» **SUPPLIED DATA**
*****

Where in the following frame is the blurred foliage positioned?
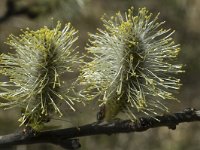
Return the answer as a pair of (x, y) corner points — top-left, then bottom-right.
(0, 0), (200, 150)
(1, 0), (90, 20)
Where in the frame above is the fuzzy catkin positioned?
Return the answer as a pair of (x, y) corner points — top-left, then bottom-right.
(0, 22), (82, 130)
(80, 7), (184, 121)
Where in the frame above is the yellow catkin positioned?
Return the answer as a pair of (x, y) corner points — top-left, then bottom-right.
(0, 21), (82, 130)
(80, 7), (184, 122)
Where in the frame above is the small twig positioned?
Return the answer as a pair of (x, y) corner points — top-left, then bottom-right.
(0, 0), (38, 23)
(0, 126), (80, 150)
(0, 108), (200, 149)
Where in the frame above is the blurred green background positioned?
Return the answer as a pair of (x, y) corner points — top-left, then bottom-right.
(0, 0), (200, 150)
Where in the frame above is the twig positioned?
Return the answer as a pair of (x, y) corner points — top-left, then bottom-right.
(0, 126), (80, 149)
(0, 108), (200, 149)
(0, 0), (38, 23)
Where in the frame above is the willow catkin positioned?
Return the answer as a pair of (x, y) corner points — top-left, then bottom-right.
(80, 7), (184, 121)
(0, 21), (82, 130)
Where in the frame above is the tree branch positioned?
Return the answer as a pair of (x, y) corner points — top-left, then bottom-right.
(0, 0), (40, 23)
(0, 108), (200, 149)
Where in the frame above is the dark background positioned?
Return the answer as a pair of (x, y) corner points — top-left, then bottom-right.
(0, 0), (200, 150)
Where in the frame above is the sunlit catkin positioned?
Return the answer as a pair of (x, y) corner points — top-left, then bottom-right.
(80, 7), (184, 121)
(0, 21), (82, 130)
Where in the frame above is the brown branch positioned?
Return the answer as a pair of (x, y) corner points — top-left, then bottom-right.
(0, 126), (80, 149)
(0, 108), (200, 149)
(0, 0), (41, 23)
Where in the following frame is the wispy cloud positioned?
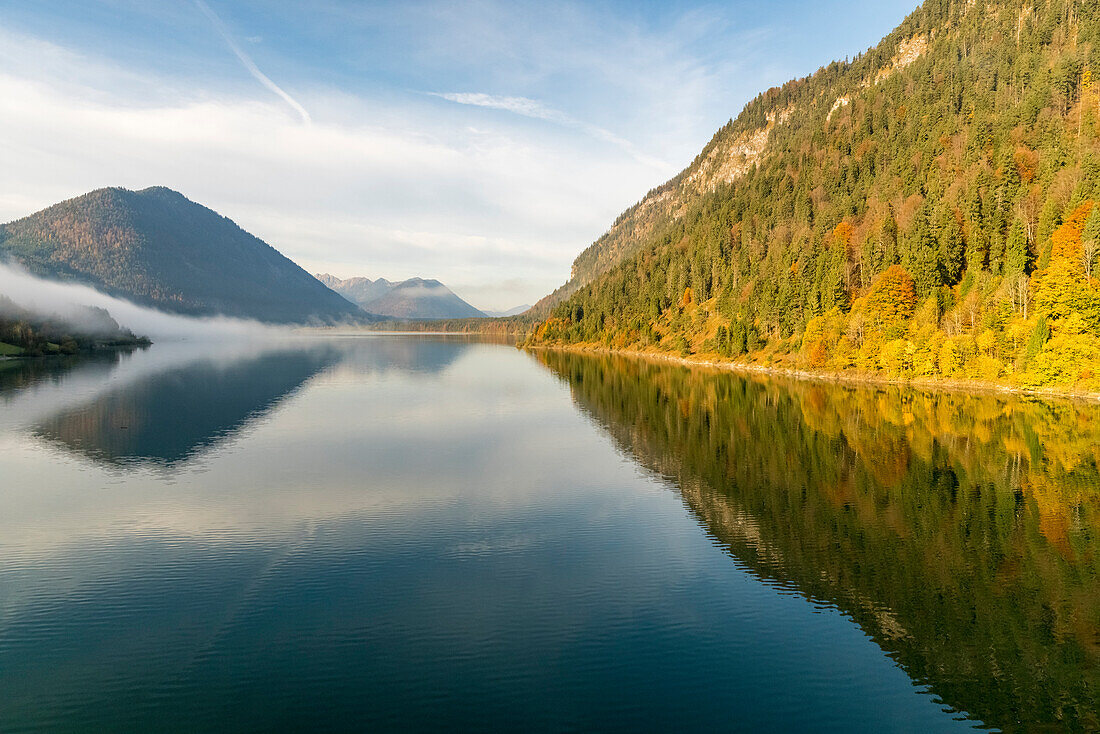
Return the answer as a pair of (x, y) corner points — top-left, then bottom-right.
(432, 93), (563, 122)
(0, 0), (833, 310)
(194, 0), (311, 124)
(0, 40), (641, 310)
(431, 91), (670, 172)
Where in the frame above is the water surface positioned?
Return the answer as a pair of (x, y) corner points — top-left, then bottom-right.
(1, 337), (1097, 731)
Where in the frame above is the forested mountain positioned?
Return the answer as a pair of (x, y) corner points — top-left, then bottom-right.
(0, 187), (363, 324)
(531, 0), (1100, 392)
(319, 273), (486, 319)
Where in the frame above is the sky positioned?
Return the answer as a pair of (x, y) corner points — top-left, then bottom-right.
(0, 0), (918, 311)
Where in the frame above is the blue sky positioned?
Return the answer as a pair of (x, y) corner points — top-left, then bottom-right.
(0, 0), (917, 310)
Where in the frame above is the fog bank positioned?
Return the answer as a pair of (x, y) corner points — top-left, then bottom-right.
(0, 262), (286, 341)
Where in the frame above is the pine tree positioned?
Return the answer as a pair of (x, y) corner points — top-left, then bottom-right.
(938, 207), (966, 284)
(906, 207), (944, 299)
(964, 188), (988, 273)
(1004, 217), (1030, 276)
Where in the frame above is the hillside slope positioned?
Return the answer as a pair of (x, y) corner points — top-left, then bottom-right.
(532, 0), (1100, 391)
(0, 187), (363, 324)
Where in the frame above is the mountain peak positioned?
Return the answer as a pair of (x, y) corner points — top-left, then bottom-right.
(320, 274), (484, 319)
(396, 277), (443, 288)
(134, 185), (191, 201)
(0, 189), (363, 324)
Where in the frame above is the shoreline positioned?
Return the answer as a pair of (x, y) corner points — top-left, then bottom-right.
(0, 341), (151, 361)
(525, 342), (1100, 404)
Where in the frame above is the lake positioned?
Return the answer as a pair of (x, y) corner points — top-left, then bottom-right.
(0, 336), (1097, 732)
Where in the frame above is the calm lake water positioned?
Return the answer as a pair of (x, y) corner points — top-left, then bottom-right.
(1, 336), (1097, 732)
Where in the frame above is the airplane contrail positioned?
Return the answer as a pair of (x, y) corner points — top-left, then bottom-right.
(194, 0), (311, 124)
(430, 92), (671, 172)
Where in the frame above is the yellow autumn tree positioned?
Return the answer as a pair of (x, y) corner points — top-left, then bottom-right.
(864, 265), (918, 336)
(801, 315), (828, 368)
(1033, 201), (1100, 328)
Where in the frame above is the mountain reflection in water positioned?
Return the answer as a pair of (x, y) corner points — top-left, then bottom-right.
(2, 336), (469, 469)
(2, 338), (1096, 732)
(537, 349), (1100, 732)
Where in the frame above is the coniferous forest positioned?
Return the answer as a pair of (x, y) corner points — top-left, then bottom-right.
(529, 0), (1100, 393)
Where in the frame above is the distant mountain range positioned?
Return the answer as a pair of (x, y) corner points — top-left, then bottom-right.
(317, 273), (486, 319)
(0, 187), (363, 324)
(482, 304), (531, 318)
(314, 274), (396, 308)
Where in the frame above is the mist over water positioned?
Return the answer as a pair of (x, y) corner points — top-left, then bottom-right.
(0, 262), (286, 342)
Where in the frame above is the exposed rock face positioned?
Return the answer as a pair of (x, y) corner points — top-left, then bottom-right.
(533, 27), (933, 315)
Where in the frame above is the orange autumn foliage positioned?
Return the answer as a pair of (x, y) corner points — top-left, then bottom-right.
(1014, 146), (1038, 183)
(832, 222), (853, 247)
(1050, 200), (1094, 261)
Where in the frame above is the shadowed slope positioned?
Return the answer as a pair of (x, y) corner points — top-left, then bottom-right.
(0, 187), (363, 324)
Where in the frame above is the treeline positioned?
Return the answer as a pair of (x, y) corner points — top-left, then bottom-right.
(0, 295), (148, 357)
(530, 0), (1100, 392)
(365, 315), (530, 337)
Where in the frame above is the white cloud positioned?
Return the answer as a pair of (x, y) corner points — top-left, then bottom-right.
(432, 92), (559, 120)
(0, 0), (807, 311)
(0, 29), (655, 311)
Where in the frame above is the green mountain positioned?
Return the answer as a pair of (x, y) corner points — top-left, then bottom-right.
(531, 0), (1100, 392)
(0, 187), (363, 324)
(320, 274), (486, 319)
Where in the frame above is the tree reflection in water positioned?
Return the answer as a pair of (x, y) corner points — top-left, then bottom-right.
(538, 349), (1100, 732)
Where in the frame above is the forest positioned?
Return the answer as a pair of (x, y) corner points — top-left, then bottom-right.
(529, 0), (1100, 392)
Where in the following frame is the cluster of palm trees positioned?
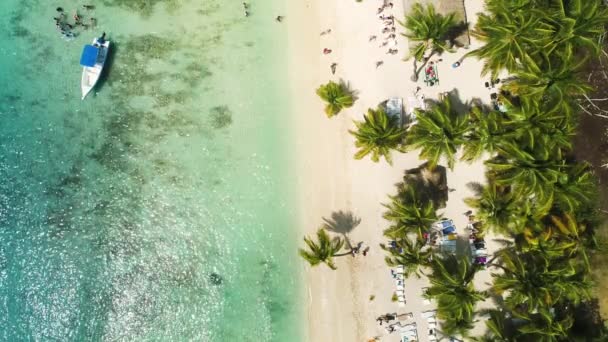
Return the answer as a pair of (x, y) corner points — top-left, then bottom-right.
(303, 0), (608, 339)
(385, 0), (608, 340)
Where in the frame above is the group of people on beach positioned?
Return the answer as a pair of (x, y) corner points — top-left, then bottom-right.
(375, 0), (397, 56)
(54, 5), (96, 40)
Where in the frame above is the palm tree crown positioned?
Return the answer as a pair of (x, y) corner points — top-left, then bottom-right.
(299, 228), (346, 270)
(400, 3), (459, 61)
(350, 106), (407, 164)
(383, 187), (438, 239)
(406, 96), (469, 169)
(426, 255), (486, 326)
(316, 80), (355, 117)
(381, 237), (433, 279)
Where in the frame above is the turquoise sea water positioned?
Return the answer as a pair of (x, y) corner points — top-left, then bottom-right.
(0, 0), (301, 340)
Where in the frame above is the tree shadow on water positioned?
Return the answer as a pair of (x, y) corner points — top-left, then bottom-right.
(322, 210), (362, 249)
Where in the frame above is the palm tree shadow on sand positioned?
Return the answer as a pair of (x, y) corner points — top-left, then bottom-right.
(399, 162), (448, 209)
(322, 210), (361, 249)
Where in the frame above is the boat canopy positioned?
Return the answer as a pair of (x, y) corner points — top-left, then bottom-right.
(80, 45), (99, 67)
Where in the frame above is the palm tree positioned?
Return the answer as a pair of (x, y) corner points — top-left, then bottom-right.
(381, 236), (433, 279)
(486, 143), (567, 207)
(315, 80), (355, 117)
(542, 0), (608, 58)
(462, 107), (511, 162)
(502, 55), (592, 112)
(549, 214), (598, 272)
(491, 249), (592, 312)
(502, 97), (574, 155)
(299, 228), (349, 270)
(464, 182), (521, 235)
(400, 3), (459, 80)
(513, 307), (574, 342)
(440, 315), (475, 339)
(469, 5), (549, 77)
(426, 255), (486, 325)
(350, 107), (407, 164)
(383, 187), (438, 239)
(552, 162), (597, 213)
(478, 309), (516, 342)
(406, 97), (469, 169)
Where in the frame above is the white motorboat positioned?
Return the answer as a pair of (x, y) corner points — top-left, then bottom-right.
(80, 34), (110, 100)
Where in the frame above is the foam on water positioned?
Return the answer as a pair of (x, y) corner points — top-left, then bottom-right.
(0, 0), (301, 340)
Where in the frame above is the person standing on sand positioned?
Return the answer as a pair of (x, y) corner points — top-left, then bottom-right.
(330, 63), (337, 74)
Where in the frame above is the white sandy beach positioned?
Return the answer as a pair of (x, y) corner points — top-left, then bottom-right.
(287, 0), (499, 340)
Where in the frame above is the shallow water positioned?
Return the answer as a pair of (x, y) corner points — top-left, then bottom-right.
(0, 0), (301, 340)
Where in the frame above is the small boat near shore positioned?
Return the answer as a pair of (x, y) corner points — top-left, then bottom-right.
(80, 33), (110, 100)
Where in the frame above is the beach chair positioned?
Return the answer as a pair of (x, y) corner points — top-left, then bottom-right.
(397, 312), (414, 321)
(421, 310), (437, 318)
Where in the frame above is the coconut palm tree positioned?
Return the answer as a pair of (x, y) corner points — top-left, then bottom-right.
(399, 3), (459, 80)
(549, 214), (599, 272)
(349, 107), (407, 164)
(477, 309), (517, 342)
(502, 55), (592, 112)
(299, 228), (349, 270)
(464, 182), (521, 235)
(491, 249), (593, 312)
(542, 0), (608, 58)
(552, 162), (597, 213)
(383, 187), (438, 239)
(381, 236), (433, 279)
(315, 80), (355, 117)
(440, 316), (475, 339)
(426, 255), (486, 325)
(513, 307), (574, 342)
(486, 142), (568, 207)
(502, 97), (574, 155)
(406, 97), (469, 169)
(469, 5), (549, 77)
(462, 107), (511, 162)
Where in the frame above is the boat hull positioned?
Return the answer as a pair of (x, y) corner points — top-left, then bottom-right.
(81, 39), (110, 100)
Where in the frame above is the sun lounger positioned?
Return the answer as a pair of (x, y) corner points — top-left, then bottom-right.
(396, 284), (404, 290)
(397, 312), (414, 321)
(421, 310), (437, 318)
(399, 323), (419, 342)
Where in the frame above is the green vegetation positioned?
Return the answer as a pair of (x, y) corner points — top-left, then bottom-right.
(315, 80), (355, 118)
(381, 236), (433, 279)
(400, 3), (460, 80)
(382, 187), (438, 238)
(406, 96), (469, 169)
(426, 255), (486, 337)
(349, 107), (407, 164)
(298, 228), (349, 270)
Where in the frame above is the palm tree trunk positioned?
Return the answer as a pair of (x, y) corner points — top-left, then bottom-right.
(414, 51), (435, 81)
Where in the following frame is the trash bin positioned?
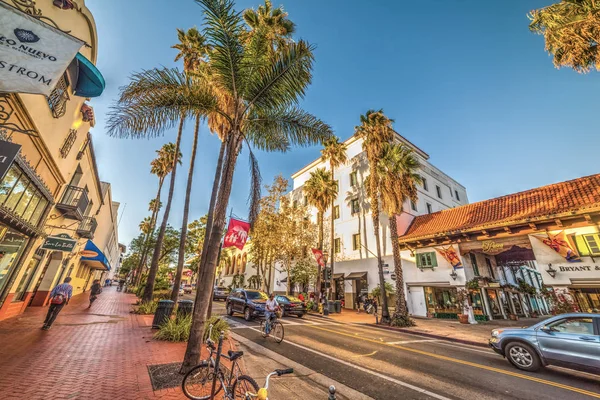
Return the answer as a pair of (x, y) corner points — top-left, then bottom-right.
(334, 300), (341, 313)
(152, 300), (175, 329)
(327, 300), (335, 313)
(177, 300), (194, 319)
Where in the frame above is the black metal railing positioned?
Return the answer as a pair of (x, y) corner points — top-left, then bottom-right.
(56, 185), (89, 220)
(76, 216), (97, 239)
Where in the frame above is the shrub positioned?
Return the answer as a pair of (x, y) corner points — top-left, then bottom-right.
(154, 314), (192, 342)
(306, 300), (315, 311)
(203, 316), (230, 342)
(390, 315), (416, 327)
(134, 301), (158, 315)
(153, 290), (171, 301)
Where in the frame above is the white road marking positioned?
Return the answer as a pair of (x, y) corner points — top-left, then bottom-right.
(247, 327), (452, 400)
(386, 339), (440, 345)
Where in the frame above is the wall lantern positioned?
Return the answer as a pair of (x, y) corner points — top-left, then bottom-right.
(450, 270), (458, 281)
(546, 263), (557, 278)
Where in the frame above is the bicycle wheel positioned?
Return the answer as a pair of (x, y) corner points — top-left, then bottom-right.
(272, 321), (284, 343)
(259, 320), (267, 338)
(181, 361), (223, 400)
(231, 374), (259, 399)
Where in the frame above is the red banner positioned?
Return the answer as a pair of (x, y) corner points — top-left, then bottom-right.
(435, 246), (463, 269)
(223, 218), (251, 250)
(312, 248), (325, 267)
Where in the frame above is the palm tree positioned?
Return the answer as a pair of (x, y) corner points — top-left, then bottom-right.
(355, 109), (395, 324)
(529, 0), (600, 73)
(243, 0), (295, 55)
(303, 168), (337, 301)
(320, 137), (346, 299)
(376, 143), (421, 326)
(172, 27), (210, 72)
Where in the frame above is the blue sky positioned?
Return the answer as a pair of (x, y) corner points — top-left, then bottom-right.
(86, 0), (599, 246)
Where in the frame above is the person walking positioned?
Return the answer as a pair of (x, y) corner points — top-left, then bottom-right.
(88, 279), (102, 309)
(104, 278), (110, 287)
(355, 293), (362, 314)
(42, 277), (73, 330)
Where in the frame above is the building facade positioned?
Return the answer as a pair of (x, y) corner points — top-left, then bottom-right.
(0, 0), (117, 320)
(273, 132), (468, 305)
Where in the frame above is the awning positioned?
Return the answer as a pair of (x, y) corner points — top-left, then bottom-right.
(333, 273), (345, 280)
(80, 240), (111, 271)
(344, 272), (367, 280)
(73, 53), (105, 98)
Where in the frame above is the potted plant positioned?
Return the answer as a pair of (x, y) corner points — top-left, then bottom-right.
(455, 289), (470, 324)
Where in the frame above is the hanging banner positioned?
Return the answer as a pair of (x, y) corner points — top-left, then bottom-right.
(533, 231), (581, 263)
(223, 218), (250, 250)
(311, 248), (325, 267)
(0, 1), (84, 96)
(435, 246), (463, 269)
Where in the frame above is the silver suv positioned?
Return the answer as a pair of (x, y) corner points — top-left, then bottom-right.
(489, 313), (599, 373)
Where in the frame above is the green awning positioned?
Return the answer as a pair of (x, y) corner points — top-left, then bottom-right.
(73, 53), (105, 98)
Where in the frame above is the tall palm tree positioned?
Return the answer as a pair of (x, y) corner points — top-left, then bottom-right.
(320, 137), (346, 299)
(303, 168), (337, 301)
(171, 29), (213, 303)
(243, 0), (295, 55)
(355, 109), (395, 324)
(529, 0), (600, 73)
(376, 143), (421, 326)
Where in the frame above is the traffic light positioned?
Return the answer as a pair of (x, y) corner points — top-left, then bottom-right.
(324, 267), (332, 280)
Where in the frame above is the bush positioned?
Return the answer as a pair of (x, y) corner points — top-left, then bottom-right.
(306, 300), (315, 311)
(390, 315), (416, 327)
(203, 316), (230, 342)
(153, 290), (171, 301)
(154, 314), (192, 342)
(134, 301), (158, 315)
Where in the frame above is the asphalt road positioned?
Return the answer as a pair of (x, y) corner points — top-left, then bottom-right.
(206, 300), (600, 400)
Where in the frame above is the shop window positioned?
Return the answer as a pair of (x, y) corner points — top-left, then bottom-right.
(410, 201), (417, 212)
(455, 190), (460, 201)
(0, 167), (21, 205)
(0, 164), (49, 225)
(485, 258), (495, 279)
(13, 252), (43, 302)
(436, 185), (442, 199)
(334, 238), (341, 254)
(0, 227), (28, 295)
(470, 253), (480, 276)
(350, 171), (358, 187)
(573, 234), (600, 256)
(333, 205), (340, 220)
(350, 198), (360, 214)
(352, 233), (361, 251)
(47, 73), (70, 118)
(416, 252), (437, 268)
(426, 203), (432, 214)
(422, 177), (428, 191)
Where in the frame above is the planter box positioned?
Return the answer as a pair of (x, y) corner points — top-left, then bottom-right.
(458, 314), (469, 324)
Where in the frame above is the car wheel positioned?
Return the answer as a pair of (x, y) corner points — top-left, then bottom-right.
(244, 307), (252, 321)
(227, 303), (234, 316)
(505, 342), (541, 372)
(297, 313), (304, 318)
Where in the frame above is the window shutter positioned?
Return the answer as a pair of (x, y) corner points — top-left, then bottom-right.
(416, 254), (422, 267)
(430, 252), (438, 267)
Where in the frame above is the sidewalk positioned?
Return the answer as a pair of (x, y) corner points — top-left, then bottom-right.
(0, 288), (354, 399)
(311, 308), (547, 346)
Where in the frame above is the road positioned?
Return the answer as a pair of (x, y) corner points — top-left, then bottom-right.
(203, 299), (600, 400)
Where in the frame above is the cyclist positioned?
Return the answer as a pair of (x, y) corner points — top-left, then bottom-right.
(264, 293), (279, 337)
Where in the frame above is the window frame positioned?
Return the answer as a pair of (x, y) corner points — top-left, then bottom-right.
(410, 200), (417, 212)
(416, 252), (438, 268)
(350, 171), (358, 187)
(455, 190), (460, 201)
(422, 177), (428, 191)
(470, 253), (480, 277)
(426, 203), (432, 214)
(333, 205), (340, 220)
(350, 198), (360, 214)
(546, 317), (596, 336)
(334, 238), (341, 254)
(436, 185), (442, 199)
(573, 234), (600, 256)
(352, 233), (361, 251)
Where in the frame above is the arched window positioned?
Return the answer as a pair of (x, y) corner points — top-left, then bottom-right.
(241, 253), (247, 274)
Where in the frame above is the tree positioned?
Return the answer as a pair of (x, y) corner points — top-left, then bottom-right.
(320, 136), (347, 299)
(172, 27), (210, 72)
(355, 109), (395, 324)
(291, 258), (318, 293)
(529, 0), (600, 73)
(303, 168), (336, 300)
(243, 0), (295, 55)
(376, 142), (421, 326)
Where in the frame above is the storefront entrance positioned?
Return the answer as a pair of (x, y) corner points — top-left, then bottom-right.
(0, 225), (29, 296)
(423, 286), (460, 319)
(571, 288), (600, 313)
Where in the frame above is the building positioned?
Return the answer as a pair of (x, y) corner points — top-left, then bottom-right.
(0, 0), (117, 320)
(274, 132), (468, 305)
(397, 173), (600, 320)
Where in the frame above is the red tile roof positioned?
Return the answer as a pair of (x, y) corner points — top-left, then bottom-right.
(399, 173), (600, 242)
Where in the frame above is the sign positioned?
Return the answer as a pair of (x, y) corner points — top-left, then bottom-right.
(383, 263), (390, 274)
(0, 2), (83, 96)
(0, 140), (21, 181)
(558, 265), (600, 272)
(41, 233), (76, 252)
(481, 240), (505, 255)
(391, 273), (397, 280)
(223, 218), (250, 250)
(488, 282), (501, 288)
(79, 249), (98, 258)
(311, 248), (325, 267)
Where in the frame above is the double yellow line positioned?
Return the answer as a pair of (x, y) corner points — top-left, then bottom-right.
(307, 324), (600, 398)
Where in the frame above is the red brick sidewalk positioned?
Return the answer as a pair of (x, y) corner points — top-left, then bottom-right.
(0, 287), (206, 399)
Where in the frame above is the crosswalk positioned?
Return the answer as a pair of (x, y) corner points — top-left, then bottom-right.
(224, 313), (343, 330)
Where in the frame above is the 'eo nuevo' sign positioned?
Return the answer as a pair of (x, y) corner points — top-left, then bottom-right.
(0, 2), (83, 96)
(41, 233), (76, 252)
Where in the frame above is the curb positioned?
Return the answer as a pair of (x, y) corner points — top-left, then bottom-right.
(364, 323), (489, 348)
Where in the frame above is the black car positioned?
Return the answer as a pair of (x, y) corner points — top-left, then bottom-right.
(276, 295), (306, 318)
(226, 289), (268, 321)
(213, 286), (230, 301)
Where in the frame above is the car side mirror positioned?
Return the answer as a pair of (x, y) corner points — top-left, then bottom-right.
(540, 326), (557, 334)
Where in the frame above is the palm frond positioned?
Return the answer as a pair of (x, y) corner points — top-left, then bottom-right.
(106, 102), (182, 139)
(247, 144), (262, 228)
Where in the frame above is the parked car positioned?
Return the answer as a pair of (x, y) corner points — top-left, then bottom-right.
(183, 284), (193, 294)
(276, 295), (306, 318)
(213, 286), (230, 301)
(489, 313), (600, 373)
(226, 289), (268, 321)
(178, 286), (185, 296)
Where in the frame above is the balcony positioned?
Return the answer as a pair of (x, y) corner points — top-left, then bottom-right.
(76, 216), (97, 239)
(55, 185), (89, 220)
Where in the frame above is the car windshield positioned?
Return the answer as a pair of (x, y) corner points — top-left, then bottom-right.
(216, 287), (228, 291)
(246, 291), (268, 300)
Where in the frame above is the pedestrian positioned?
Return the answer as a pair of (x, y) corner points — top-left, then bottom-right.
(104, 278), (110, 287)
(298, 292), (305, 302)
(88, 279), (102, 309)
(355, 293), (362, 314)
(372, 297), (378, 315)
(42, 277), (73, 330)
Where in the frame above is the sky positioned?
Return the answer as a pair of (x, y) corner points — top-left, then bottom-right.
(85, 0), (599, 247)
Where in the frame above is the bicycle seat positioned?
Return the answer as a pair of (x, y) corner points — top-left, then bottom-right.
(228, 350), (244, 361)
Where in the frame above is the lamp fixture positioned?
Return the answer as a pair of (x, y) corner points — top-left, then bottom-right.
(546, 263), (557, 278)
(450, 270), (458, 281)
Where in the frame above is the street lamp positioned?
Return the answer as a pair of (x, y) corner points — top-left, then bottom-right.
(546, 263), (557, 278)
(450, 270), (458, 281)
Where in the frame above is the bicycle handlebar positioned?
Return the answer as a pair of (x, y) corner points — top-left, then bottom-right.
(275, 368), (293, 376)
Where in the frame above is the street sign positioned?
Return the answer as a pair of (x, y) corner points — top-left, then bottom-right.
(0, 140), (21, 181)
(391, 273), (397, 280)
(383, 263), (390, 274)
(41, 233), (76, 252)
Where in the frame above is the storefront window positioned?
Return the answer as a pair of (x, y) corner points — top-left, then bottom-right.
(13, 254), (42, 302)
(424, 286), (460, 317)
(0, 167), (20, 204)
(0, 225), (29, 296)
(0, 164), (49, 225)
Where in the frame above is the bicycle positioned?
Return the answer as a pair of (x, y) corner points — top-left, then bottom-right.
(239, 368), (294, 399)
(182, 325), (259, 399)
(259, 310), (284, 343)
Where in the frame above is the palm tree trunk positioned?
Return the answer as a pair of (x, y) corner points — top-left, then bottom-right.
(171, 115), (201, 302)
(371, 184), (390, 323)
(389, 214), (409, 324)
(142, 117), (184, 304)
(330, 164), (335, 300)
(315, 211), (324, 302)
(182, 134), (241, 373)
(135, 178), (164, 286)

*****

» **ACTIVITY**
Begin at the first line of the data above and repeat each line exactly, stopping after the line containing "Where in the frame above is the sunlit". Omit the pictures.

» **RESULT**
Where in the following frame is the blurred foliage positioned?
Return the answer as a pair of (x, y) corner points — top-left, then bottom-right.
(0, 0), (200, 150)
(1, 0), (90, 20)
Where in the frame above is the fuzzy catkin positioned?
Return the answer as a pair of (x, y) corner points — top-left, then bottom-right.
(0, 22), (82, 130)
(80, 7), (184, 121)
Where in the frame above is the yellow catkin positioned?
Return the answer as a pair of (x, y) corner points — top-left, then bottom-right.
(0, 21), (82, 130)
(80, 7), (184, 122)
Where in the frame above is the small twig positioned?
Return the answer as a pair of (x, y) corner points — top-left, then bottom-right.
(0, 0), (38, 23)
(0, 126), (80, 150)
(0, 108), (200, 149)
Where in the frame above is the blurred green background positioned?
Return the answer as a pair of (x, y) corner points — top-left, then bottom-right.
(0, 0), (200, 150)
Where in the frame above is the twig positioned?
Return the answer as a pair of (x, y) corner points — top-left, then bottom-right.
(0, 126), (80, 149)
(0, 108), (200, 149)
(0, 0), (38, 23)
Where in the frame above is the willow catkin positioned?
Return the answer as a pair of (x, y) corner points — top-left, then bottom-right.
(80, 7), (184, 121)
(0, 21), (82, 130)
Where in the frame above is the tree branch positioned?
Return the answer as a pair of (x, y) corner points — top-left, then bottom-right.
(0, 0), (40, 23)
(0, 108), (200, 149)
Where in the frame above is the dark background positioned?
Return the answer as a pair of (x, y) corner points — top-left, then bottom-right.
(0, 0), (200, 150)
Where in the frame above is the sunlit catkin positioned?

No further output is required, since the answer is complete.